[MATERIAL PROVIDED]

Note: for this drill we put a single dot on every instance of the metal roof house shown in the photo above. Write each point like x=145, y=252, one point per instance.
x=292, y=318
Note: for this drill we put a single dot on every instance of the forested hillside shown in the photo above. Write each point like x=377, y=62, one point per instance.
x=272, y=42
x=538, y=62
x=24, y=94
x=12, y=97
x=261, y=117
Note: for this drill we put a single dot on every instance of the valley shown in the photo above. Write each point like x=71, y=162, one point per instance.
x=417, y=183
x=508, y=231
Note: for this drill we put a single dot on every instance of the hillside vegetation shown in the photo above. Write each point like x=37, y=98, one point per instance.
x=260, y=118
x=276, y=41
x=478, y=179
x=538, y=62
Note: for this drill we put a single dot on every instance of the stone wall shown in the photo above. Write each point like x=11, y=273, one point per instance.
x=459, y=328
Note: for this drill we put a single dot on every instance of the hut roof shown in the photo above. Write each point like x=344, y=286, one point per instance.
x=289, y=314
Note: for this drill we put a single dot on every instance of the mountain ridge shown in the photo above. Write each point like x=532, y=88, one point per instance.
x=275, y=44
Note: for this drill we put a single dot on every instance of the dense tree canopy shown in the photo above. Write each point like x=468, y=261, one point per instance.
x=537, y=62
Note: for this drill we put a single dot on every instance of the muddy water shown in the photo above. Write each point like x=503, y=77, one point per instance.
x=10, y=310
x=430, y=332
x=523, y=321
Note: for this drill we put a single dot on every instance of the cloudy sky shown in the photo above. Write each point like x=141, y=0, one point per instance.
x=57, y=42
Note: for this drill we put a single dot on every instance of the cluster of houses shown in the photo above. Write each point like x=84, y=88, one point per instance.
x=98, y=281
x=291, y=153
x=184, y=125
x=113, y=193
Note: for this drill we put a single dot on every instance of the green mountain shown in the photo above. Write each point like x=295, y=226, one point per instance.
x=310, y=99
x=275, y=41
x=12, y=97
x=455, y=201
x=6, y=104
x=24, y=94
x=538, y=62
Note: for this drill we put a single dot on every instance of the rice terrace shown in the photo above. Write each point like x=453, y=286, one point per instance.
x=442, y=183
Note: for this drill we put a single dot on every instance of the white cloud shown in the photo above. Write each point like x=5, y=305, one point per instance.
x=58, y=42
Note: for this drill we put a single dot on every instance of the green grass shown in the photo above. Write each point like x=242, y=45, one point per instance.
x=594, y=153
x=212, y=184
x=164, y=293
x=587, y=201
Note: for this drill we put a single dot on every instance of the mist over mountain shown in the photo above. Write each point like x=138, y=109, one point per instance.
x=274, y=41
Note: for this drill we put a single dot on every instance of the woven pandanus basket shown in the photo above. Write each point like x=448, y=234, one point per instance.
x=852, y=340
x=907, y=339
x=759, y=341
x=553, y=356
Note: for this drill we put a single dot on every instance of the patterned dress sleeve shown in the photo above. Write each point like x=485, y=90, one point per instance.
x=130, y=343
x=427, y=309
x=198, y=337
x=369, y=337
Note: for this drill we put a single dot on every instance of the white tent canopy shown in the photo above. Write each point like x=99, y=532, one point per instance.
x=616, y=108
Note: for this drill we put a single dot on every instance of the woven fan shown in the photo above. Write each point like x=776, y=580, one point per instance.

[/MATERIAL PROVIDED]

_EXERCISE DESCRIPTION:_
The entries above must be returned in full, exactly as shown.

_OUTPUT FOR THIS EXERCISE:_
Note: for this drill we put a single dot on every instance of the metal roof house shown in the photo above. Write each point like x=145, y=252, one point per instance.
x=292, y=318
Note: for this drill we put a single dot on every instance of the forested hillside shown in the photo above. Write each point like x=377, y=62, one point per instance.
x=272, y=42
x=538, y=62
x=24, y=94
x=12, y=97
x=261, y=117
Note: for this drill we put a single dot on every instance of the valley shown in the photo above. Write each point like x=71, y=162, one point per instance.
x=417, y=183
x=508, y=231
Note: for this drill we put a single dot on every instance of the hillside vegetation shown in the photo above. Write each point like x=37, y=98, one point per instance.
x=260, y=118
x=276, y=41
x=478, y=179
x=538, y=62
Note: for this drill we put a single dot on every instance of the stone wall shown in the photo above. Write each point like x=11, y=273, one point per instance.
x=459, y=328
Note: for this drill we put a single dot on every instance of the hut roof shown in the photo above. Write each point like x=344, y=286, one point per instance.
x=289, y=314
Note: for this drill we put a single dot on every instance of the mountain ridge shown in the photo above. Write each point like x=532, y=88, one point per instance.
x=275, y=44
Note: for this drill we put a single dot on every instance of the dense tree canopy shown in the photo above. Write each point like x=468, y=261, one point per instance.
x=537, y=62
Note: for this drill we put a single dot on every instance of the muddy water shown in the photo above. Write each point like x=503, y=77, one point per instance.
x=10, y=310
x=430, y=332
x=523, y=321
Note: for this drill we put a single dot on every instance of the cloudy sky shown in the photo above. Write each point like x=141, y=0, one point per instance.
x=57, y=42
Note: for this drill we put a single dot on every instance of the cluster of houses shown in the photo above. Write each point like x=84, y=88, one point per instance.
x=98, y=281
x=291, y=153
x=184, y=125
x=113, y=193
Note: for this drill we put a single dot on every instance of the green mountain shown in the photo above. Write each point like x=295, y=226, one point per instance.
x=310, y=99
x=275, y=41
x=12, y=97
x=455, y=201
x=6, y=104
x=24, y=94
x=538, y=62
Note: for this drill we put a single dot on every instance of the rice terrace shown in the photo above. Write each point like x=453, y=286, one point per instance.
x=442, y=183
Note: for this drill we put a single dot on every instance of the white cloud shown in the photo above. Write each point like x=5, y=305, one point per instance.
x=58, y=42
Note: for this drill we put a single dot on every instance of the green grass shown in the photo above. Write each point like x=242, y=45, one point per instance.
x=594, y=153
x=212, y=184
x=164, y=293
x=587, y=201
Note: for this drill we put a single dot on every instance of the mist over mountain shown in the photo above. Write each point like x=138, y=109, one point per instance.
x=274, y=41
Note: for this drill we put a single dot on every instance of the woven pandanus basket shown in the photo above. Write each point like x=448, y=234, one point per instance.
x=852, y=340
x=907, y=339
x=759, y=341
x=553, y=356
Note: for this drill we put a single dot on every instance of the patterned dress sleeve shown in the photo above. Write each point like x=485, y=90, one point per instance.
x=130, y=343
x=427, y=309
x=198, y=337
x=369, y=337
Note: for this drill we put a single dot on every instance of the white tent canopy shown in the photo above. Write each point like x=99, y=532, one point per instance.
x=616, y=108
Note: for this drill we put a single dot on every instance of the woven fan shown in the photo above. Write each point like x=776, y=580, one point per instance.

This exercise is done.